## How to complete this task
Below are entries. Pull out all lines containing "hazy".

## Referring expression data
****
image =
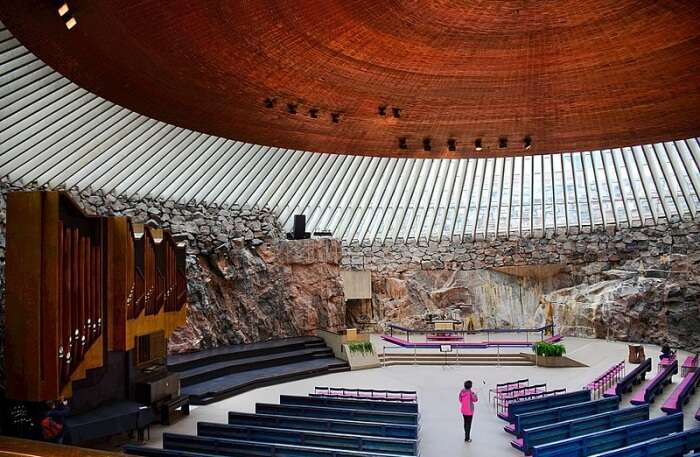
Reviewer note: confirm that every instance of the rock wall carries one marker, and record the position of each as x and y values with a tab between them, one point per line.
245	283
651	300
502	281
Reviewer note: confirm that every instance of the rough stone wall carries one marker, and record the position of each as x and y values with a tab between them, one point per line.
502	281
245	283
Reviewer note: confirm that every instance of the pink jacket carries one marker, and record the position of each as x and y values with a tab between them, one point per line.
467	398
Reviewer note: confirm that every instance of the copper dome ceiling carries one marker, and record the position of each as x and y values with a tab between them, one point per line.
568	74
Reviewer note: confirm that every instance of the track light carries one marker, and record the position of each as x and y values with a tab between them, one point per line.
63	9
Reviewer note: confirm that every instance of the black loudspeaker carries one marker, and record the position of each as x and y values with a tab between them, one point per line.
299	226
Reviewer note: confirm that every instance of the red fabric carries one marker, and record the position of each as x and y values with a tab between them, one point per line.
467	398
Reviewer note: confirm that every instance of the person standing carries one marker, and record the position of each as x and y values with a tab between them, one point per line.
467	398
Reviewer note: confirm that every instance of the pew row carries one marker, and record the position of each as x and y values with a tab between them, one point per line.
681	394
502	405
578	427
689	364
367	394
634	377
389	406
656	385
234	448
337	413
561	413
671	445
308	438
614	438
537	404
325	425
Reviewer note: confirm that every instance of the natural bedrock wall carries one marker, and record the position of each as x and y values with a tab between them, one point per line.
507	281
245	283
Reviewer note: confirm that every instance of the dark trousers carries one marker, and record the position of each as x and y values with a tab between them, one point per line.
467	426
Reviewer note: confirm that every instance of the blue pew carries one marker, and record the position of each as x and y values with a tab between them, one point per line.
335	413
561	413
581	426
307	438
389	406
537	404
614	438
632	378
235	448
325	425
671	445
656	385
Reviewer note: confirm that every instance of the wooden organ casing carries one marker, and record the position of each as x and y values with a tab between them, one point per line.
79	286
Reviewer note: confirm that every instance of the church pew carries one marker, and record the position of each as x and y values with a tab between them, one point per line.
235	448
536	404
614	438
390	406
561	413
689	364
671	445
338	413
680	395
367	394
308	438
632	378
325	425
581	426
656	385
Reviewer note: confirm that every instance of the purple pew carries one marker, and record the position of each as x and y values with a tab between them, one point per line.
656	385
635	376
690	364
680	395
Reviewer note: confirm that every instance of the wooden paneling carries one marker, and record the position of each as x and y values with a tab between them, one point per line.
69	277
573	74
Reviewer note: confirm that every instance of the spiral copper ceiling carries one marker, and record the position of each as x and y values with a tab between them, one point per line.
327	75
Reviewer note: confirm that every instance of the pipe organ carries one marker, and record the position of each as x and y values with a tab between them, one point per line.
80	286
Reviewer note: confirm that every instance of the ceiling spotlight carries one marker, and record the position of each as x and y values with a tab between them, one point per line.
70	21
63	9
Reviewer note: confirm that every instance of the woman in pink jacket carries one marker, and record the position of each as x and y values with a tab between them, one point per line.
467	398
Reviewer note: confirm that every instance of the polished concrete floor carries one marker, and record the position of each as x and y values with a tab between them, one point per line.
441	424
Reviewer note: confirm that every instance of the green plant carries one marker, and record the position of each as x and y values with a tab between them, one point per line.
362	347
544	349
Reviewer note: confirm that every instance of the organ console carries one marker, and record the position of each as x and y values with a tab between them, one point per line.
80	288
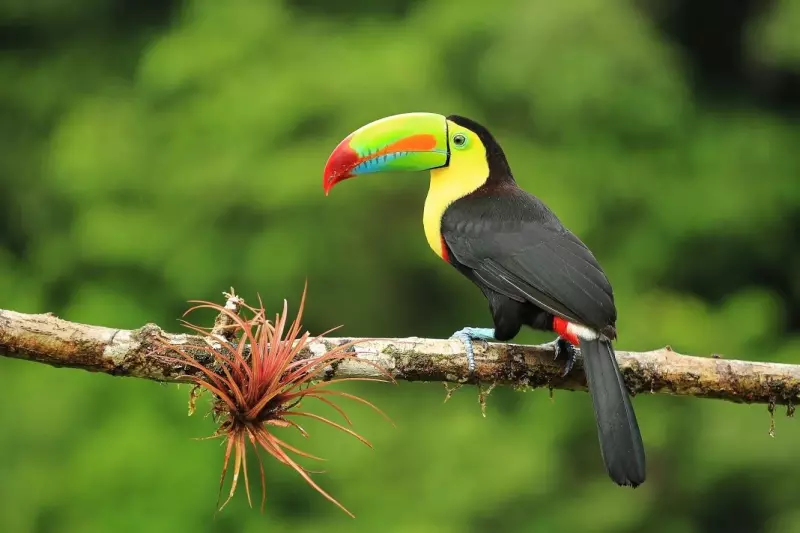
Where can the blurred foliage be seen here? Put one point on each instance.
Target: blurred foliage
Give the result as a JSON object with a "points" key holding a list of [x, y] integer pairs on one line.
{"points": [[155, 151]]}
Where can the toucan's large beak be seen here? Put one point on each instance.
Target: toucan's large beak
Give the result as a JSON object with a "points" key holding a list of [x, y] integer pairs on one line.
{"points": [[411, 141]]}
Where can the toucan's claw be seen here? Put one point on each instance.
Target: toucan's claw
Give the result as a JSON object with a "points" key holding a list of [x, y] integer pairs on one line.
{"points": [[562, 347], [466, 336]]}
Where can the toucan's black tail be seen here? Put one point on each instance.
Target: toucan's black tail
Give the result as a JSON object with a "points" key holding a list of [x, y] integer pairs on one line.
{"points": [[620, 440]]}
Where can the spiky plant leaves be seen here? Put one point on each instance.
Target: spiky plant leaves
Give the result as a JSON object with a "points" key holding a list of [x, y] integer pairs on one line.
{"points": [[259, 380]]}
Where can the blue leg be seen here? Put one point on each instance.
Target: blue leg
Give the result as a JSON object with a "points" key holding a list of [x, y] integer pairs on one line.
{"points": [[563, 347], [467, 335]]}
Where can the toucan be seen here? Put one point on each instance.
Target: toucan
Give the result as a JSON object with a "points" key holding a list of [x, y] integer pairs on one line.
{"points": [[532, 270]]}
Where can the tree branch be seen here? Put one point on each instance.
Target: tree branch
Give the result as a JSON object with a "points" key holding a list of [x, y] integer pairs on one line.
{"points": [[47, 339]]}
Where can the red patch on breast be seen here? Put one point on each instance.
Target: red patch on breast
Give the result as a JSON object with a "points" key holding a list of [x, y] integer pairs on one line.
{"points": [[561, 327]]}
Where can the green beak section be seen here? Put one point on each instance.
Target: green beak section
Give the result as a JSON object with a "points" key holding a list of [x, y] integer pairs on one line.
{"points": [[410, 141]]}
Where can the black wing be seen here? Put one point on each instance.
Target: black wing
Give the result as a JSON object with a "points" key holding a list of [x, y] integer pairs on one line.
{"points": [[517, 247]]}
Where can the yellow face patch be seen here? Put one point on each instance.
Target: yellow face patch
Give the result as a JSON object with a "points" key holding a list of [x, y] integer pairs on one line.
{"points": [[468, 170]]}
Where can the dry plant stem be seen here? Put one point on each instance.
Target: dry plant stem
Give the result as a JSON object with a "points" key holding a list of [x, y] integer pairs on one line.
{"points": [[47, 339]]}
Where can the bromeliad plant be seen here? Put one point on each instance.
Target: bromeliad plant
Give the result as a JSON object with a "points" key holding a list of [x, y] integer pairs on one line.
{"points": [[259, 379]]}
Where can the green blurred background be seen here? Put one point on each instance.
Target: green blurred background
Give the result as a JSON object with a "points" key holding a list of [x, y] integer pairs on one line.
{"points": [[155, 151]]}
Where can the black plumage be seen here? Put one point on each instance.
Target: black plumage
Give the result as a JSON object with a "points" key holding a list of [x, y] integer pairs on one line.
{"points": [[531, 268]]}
****
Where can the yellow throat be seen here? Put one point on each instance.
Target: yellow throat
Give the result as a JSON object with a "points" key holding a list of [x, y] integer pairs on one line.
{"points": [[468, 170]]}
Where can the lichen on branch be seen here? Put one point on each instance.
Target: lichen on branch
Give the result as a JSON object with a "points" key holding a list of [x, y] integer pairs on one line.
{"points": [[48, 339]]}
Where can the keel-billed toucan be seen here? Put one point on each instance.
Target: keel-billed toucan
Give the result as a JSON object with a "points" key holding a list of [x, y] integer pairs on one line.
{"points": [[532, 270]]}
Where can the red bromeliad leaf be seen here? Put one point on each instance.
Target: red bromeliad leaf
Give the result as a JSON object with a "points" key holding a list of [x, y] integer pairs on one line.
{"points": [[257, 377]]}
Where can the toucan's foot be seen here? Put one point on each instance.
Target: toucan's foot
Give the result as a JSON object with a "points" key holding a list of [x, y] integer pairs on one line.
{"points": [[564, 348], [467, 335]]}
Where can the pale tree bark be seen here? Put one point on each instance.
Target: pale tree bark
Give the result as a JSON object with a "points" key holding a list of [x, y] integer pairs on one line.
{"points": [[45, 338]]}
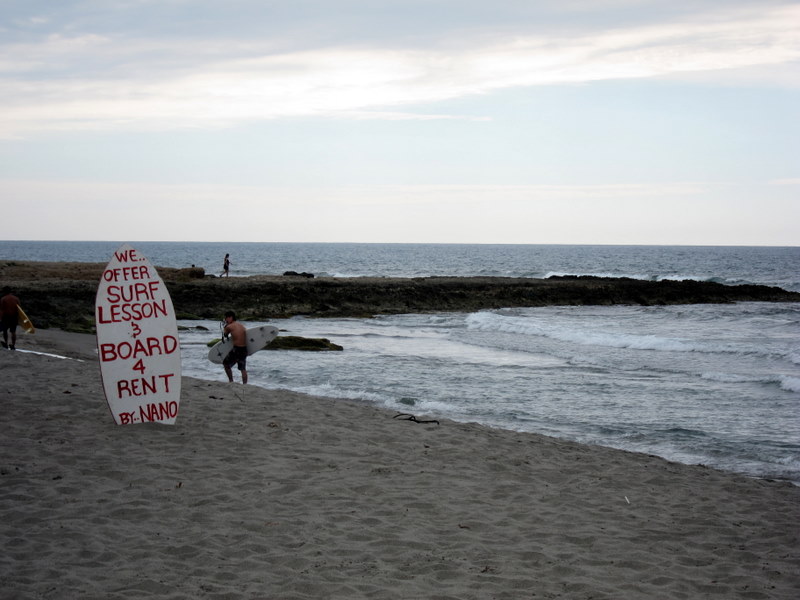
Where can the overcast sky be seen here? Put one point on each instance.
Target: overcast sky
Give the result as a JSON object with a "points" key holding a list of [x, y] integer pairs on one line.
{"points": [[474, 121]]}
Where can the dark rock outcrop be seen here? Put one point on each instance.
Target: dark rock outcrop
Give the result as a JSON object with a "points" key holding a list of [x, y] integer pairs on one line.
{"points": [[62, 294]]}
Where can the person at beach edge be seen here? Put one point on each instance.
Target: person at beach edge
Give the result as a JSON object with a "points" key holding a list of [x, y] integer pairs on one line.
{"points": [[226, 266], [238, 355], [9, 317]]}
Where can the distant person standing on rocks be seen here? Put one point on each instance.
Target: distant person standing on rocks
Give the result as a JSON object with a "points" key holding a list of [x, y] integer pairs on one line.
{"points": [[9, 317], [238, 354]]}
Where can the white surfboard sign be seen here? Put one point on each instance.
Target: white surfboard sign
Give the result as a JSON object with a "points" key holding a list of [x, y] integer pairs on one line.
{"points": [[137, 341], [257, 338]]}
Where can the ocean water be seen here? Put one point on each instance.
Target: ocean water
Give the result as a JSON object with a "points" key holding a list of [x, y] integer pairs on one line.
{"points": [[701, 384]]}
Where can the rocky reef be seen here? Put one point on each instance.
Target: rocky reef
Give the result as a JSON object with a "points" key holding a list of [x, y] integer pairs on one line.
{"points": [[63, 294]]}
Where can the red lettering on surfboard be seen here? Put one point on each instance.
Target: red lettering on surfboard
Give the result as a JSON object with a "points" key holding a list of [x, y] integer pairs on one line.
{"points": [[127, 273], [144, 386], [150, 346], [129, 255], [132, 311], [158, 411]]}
****
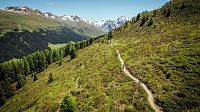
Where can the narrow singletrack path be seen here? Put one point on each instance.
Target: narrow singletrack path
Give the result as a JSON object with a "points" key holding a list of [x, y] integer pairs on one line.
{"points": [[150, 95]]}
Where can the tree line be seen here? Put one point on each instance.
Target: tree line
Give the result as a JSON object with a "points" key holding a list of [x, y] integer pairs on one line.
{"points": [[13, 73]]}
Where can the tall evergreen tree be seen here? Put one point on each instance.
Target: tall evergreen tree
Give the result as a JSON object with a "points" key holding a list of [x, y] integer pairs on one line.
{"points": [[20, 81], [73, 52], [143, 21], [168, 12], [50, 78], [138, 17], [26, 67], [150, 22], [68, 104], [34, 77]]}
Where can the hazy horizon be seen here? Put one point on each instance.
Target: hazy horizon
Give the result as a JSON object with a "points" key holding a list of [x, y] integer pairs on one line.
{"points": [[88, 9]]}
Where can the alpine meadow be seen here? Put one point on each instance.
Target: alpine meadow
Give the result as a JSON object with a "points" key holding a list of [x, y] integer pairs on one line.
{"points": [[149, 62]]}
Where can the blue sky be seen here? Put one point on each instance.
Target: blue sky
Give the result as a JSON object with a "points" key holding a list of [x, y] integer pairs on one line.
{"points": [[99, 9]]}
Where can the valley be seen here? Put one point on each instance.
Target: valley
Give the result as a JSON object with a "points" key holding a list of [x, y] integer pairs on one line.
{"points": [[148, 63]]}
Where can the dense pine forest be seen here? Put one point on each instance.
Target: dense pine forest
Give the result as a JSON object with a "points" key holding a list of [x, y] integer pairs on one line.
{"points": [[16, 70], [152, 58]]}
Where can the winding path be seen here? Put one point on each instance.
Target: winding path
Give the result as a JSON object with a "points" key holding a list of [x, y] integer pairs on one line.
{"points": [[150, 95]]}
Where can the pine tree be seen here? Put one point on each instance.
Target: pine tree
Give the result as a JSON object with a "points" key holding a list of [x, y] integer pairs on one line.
****
## Exercise answer
Where can the hazy horizon be seen here? Put one point on each instance.
Target: hazy horizon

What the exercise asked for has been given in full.